[Image-grounded pointing data]
........

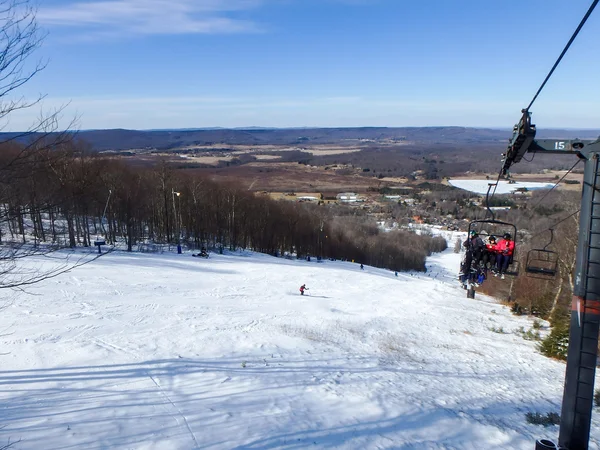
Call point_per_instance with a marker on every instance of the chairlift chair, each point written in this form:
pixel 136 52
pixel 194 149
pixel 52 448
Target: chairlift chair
pixel 492 227
pixel 541 262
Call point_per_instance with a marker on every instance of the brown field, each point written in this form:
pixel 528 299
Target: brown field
pixel 550 176
pixel 291 177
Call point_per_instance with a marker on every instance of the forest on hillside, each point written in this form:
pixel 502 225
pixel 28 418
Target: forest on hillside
pixel 59 193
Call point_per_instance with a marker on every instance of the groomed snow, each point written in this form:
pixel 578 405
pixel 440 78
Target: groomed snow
pixel 481 186
pixel 167 351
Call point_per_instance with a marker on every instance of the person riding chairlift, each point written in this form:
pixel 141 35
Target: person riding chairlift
pixel 488 259
pixel 504 249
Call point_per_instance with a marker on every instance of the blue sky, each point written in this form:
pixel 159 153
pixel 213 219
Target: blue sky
pixel 201 63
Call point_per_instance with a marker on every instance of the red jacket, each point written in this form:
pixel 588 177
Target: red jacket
pixel 505 247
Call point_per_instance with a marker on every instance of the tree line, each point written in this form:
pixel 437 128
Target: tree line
pixel 64 194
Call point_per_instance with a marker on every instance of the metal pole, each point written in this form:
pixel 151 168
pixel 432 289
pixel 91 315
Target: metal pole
pixel 578 397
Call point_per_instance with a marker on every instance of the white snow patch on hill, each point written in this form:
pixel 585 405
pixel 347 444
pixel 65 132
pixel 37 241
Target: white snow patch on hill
pixel 481 186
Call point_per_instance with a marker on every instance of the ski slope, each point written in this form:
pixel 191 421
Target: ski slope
pixel 166 351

........

:: Problem requirements ::
Only the lines from the one containing "ski slope, each" through the last line above belong in your answer. Retype them exactly.

:: Result below ::
Call point_per_instance with a marker on every instance of the ski slope, each point written in this form:
pixel 191 421
Target: ski slope
pixel 166 351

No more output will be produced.